==== Text block ====
My long-time friend Matt Reimer, a second-year student at John Piper's Bethlehem Institute
, invited me to join the group in their rooms for some late night discussion. Bruce Ware
dropped by, but the main discussion time involved Scott Hafemann
of Wheaton explaining his controversial view of justification. As I understood him, he sees justification as eschatological, something that we have been promised--and benefit from--but have not yet fully received. It is "now, but not yet," in that God treats us as justified in Christ based on that which is yet to come. Since I actually enjoyed hearing the various viewpoints on the topic, I guess I qualify as an amateur theologian, with the emphasis on the adjective. The discussion group included Hafemann's Wheaton colleague Sam Storms
, TBI dean Tom Steller, and more than a dozen students. As I recall, we wrapped up around midnight. I fell asleep quickly, knowing I needed rest for another busy day Thursday.
Thursday, November 21, 2002
I learned how different my brother and I are on Thursday morning. He was to shower first, then wake me. However, he saw how soundly I was sleeping and decided to let me get my apparently needed rest. Eventually he opened the blinds. The light cascading into the room brought me to consciousness at 8:27, leaving me three minutes to shower, dress, and get to the first session. I would never see sleep as a priority at any conference, but Rick is more practical, not wanting to see anyone fall ill from exhaustion. Despite the massive misunderstanding, we remained friends as well as brothers. I showered and dressed in record time, raced to the conference room, and found it apparently full, with dozens standing in the back. Desperately, I raced down the aisle to the front until I spotted a seat only seven rows back. I clambered over a few legs, slid into the seat, finished dressing, and sighed with relief as the session began a few minutes late. Rick showed his compassion by wandering down to check on me, leaving contentedly when he spotted me within 10 rows of the front.
==== Extracted entries ====
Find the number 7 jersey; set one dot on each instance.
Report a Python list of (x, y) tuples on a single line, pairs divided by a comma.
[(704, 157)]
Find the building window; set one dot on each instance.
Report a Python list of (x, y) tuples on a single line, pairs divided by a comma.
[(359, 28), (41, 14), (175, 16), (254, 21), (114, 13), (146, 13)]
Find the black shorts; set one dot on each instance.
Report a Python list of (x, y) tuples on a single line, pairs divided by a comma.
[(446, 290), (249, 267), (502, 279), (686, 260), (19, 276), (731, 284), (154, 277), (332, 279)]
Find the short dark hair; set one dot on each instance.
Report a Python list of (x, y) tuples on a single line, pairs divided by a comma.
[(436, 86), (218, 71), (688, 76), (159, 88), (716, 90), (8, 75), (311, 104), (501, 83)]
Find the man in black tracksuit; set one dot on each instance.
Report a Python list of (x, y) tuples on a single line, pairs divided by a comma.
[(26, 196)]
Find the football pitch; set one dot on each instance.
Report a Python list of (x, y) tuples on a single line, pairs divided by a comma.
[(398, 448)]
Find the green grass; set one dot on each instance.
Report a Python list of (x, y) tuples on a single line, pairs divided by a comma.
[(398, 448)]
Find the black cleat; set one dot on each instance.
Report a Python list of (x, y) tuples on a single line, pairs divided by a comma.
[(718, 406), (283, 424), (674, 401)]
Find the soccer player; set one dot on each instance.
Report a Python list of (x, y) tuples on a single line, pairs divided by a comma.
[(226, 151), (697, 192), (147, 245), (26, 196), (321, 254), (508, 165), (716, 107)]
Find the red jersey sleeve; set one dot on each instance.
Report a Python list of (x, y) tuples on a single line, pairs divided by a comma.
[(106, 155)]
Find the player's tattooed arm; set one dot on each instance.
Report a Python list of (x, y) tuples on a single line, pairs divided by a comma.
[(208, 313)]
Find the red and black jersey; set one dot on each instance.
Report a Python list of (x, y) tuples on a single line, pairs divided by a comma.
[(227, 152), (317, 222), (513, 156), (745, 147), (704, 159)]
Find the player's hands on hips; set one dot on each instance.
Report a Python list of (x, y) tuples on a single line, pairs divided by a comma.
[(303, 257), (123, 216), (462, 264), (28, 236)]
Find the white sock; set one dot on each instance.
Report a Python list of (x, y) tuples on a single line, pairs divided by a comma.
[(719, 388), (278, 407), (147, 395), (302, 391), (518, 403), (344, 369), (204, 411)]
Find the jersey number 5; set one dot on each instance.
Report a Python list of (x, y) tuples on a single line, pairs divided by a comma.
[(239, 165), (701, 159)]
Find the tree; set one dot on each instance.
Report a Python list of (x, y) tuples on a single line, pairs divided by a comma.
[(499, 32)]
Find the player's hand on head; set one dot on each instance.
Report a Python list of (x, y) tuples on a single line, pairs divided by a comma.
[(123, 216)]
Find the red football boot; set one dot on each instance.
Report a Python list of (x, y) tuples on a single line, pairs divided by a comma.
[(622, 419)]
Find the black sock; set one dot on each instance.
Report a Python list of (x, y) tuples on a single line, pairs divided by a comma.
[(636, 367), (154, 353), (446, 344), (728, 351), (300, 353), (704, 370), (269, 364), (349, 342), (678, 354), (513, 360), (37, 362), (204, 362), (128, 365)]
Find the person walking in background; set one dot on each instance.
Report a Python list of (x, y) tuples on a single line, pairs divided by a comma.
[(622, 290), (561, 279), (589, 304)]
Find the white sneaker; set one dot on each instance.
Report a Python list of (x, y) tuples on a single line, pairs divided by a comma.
====
Task set:
A) Which people does the conference diary name with both a first and a last name?
B) Carry the conference diary on from the point where it stops.

Expected results:
A) Matt Reimer, John Piper, Bruce Ware, Scott Hafemann, Sam Storms, Tom Steller

B)
The four-session extended panel discussion was called Gender Language and Related Issues in Bible Translation
, dealing specifically with the TNIV
(Today's New International Version). Panelists included Mark Strauss and Doug Moo (favoring the TNIV), and Wayne Grudem and John Piper (opposed), along with Hall Harris, Project Director for the NET Bible
. While both sides made some good points, I felt that Piper and Grudem raised some significant issues. Dr. Piper, my favorite preacher
, emphasized the fact that the TNIV artificially removes ambiguity from some passages by deciding what they mean, diminishing the role of the preacher in expositing the Word. (Read a statement opposed to the TNIV
During the lunch break, I wandered through the book displays, drooling over the new titles. I stopped by the Evangelical Press booth to pass on greetings to Mike Renehan from James White of Alpha & Omega Ministries
. While at the booth, one of the presenters at the conference wandered up and this conversation ensued:
Dr. X: Find anything good?
Me: Well, I bought John Frame's The Doctrine of God here.
Dr. X: Oh, I'm not interested in theology.
Me, thinking to myself: Hmmm, and yet you read a paper at this Evangelical Theological Society meeting? Very strange...
Still somewhat befuddled at the surrealism of it all, I hurried to the main ballroom to secure quality seats for the double plenary session. I found seats in the second row, directly behind the speakers. All of the seats provided a complimentary copy of a Canadian newspaper called Christian Week
. A large color picture of Clark Pinnock graced the cover of the Clark Pinnock Special Edition, offering nearly a dozen pages of praise for the theologian who faced a vote later that day related to possible expulsion from ETS. Coincidence? I think not. The paper did include a brief article opposing Pinnock's views. A review of Pinnock's Flame of Love
was also somewhat critical, calling Pinnock's work "maverick theology," but the rest of the paper seemed to be as much cheerleading as reporting (for a sample article, see A conversation with Clark Pinnock
I set down the Pinnock public relations piece, eager to hear Daniel Block
speak on Biblical Faith and Other Religions in Old Testament Theology
. Dr. Block had been my sister Karen's favorite prof back in the early 80s, and once I heard him speak, I could see why. He was dynamic, convincing, and passionate. He spoke of Israel's syncretistic past and Yahwist parallels to pagan ideas, stressing that "the Old Testament knows nothing of faith in the abstract."
A second plenary session followed immediately. Greg Beale
of Wheaton spoke on Biblical Faith and Other Religions in New Testament Theology
and did a fine job as well, focusing on Paul's address to the Council of the Areopagus in Acts 17.
, formerly of Bethel College, was my choice from the 19 available sessions after the plenaries. I had missed seeing him last year, so he was a priority this time. The famed openness proponent seemed quite cheerful, perhaps still chuckling over his 'I didn't pay my dues so you can't kick me out' tactic. A personable speaker, Boyd is easily the most dangerous open theist because his combination of intelligence
, charisma and good looks renders him appealing outside the halls of academia. The man could succeed in politics, especially considering that his home state of Minnesota has proven a willingness to elect a professional wrestler as governor; it's easy to see why he was a popular professor.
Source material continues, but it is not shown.